W3C home > Mailing lists > Public > public-tracking@w3.org > October 2013

Re: Additional documentation for Issue-231

From: Nicholas Doty <npdoty@w3.org>
Date: Sat, 19 Oct 2013 18:37:17 -0700
Cc: "public-tracking@w3.org (public-tracking@w3.org)" <public-tracking@w3.org>
Message-Id: <DA2D1040-F190-489B-B522-DF5B583E5151@w3.org>
To: Jack Hobaugh <jack@networkadvertising.org>
Hi Jack,

I've added this change proposal to the wiki of change proposals on issue-188 regarding de-identification:
http://www.w3.org/wiki/Privacy/TPWG/Change_Proposal_Deidentification#Expert_review_or_safe_harbor

I suggest that we can close issue-231 as a duplicate of issue-188, which is currently tracking this topic.

Thanks,
Nick

On October 16, 2013, at 5:54 PM, Jack Hobaugh <jack@networkadvertising.org> wrote:

> Issue-231
> 
> 2.8 De-identified
> 
> Normative:
> 
> For the purpose of this specification, tracking data may be de-identified using one of two methods:
> 
> 1.     Expert Review 
> A qualified statistical or scientific expert concludes, through the use of accepted analytic techniques, that the risk the information could be used alone, or in combination with other reasonably available information, to identify a user is very small.
* * *
- [Written problem A]:
Reproduce the passage of the message on de-identification between "From: Nicholas Doty" and "tracking this topic.", inclusive.
- [Written problem B]:
Answer the following questions using the message on de-identification:
(i) Which issue does Nick suggest closing issue-231 as a duplicate of?
(ii) On what date did Jack Hobaugh write the quoted message?
(iii) By how many methods does the quoted proposal say tracking data may be de-identified?

- [Data lines]:
* * *
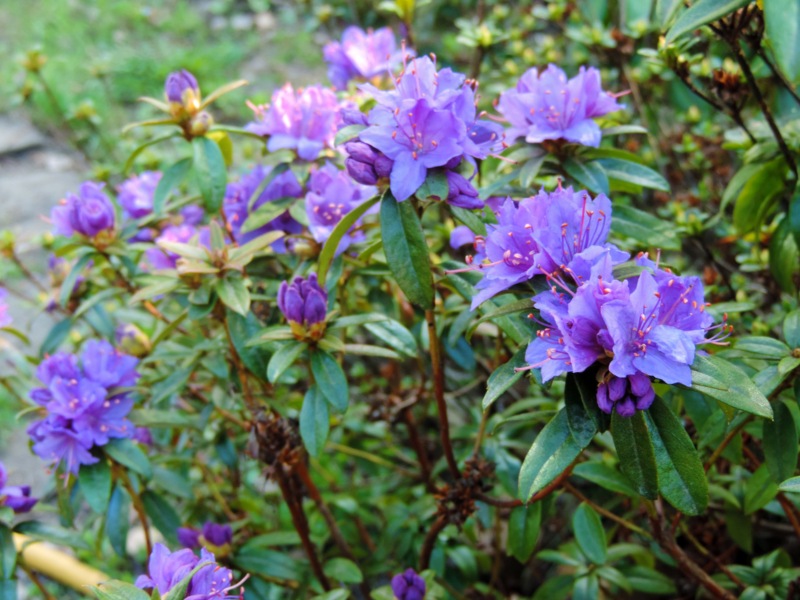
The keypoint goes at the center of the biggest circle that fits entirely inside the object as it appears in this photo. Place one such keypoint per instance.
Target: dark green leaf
* * *
- [Correct output A]:
From: Nicholas Doty <npdoty@w3.org>
Date: Sat, 19 Oct 2013 18:37:17 -0700
Cc: "public-tracking@w3.org (public-tracking@w3.org)" <public-tracking@w3.org>
Message-Id: <DA2D1040-F190-489B-B522-DF5B583E5151@w3.org>
To: Jack Hobaugh <jack@networkadvertising.org>
Hi Jack,

I've added this change proposal to the wiki of change proposals on issue-188 regarding de-identification:
http://www.w3.org/wiki/Privacy/TPWG/Change_Proposal_Deidentification#Expert_review_or_safe_harbor

I suggest that we can close issue-231 as a duplicate of issue-188, which is currently tracking this topic.

- [Correct output B]:
(i) Issue-188
(ii) October 16, 2013
(iii) Two